* [INSTRUCTION]
Find every line in the records below that contains the word "reflection", and copy each of those lines.
- - - -
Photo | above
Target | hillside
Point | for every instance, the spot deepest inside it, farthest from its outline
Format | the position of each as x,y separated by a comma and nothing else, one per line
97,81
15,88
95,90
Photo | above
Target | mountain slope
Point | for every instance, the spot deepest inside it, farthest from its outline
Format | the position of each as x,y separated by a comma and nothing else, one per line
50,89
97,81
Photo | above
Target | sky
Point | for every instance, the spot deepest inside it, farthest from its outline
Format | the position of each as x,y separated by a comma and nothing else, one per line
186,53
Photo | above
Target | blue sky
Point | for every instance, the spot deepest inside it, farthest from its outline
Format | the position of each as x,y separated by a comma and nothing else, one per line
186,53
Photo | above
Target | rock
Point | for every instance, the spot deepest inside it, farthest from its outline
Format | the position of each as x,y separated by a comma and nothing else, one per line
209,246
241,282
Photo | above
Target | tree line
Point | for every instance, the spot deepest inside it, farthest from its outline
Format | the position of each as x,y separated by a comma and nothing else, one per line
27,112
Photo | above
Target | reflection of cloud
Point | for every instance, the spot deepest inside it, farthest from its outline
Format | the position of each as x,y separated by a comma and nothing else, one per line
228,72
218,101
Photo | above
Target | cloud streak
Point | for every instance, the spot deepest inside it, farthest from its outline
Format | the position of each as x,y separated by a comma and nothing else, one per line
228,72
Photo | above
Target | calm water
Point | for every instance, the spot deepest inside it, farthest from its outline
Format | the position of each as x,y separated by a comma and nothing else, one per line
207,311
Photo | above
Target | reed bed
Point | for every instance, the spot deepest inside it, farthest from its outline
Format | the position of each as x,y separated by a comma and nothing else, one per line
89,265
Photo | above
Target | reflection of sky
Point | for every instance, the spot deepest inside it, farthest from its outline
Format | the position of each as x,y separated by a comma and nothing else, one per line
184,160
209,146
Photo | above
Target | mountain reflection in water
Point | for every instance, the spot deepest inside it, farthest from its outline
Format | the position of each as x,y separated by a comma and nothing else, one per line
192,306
- - - -
* [COMPLETE OUTPUT]
Target | reflection of cloud
Target | reflection of sky
Target | mountain reflection in water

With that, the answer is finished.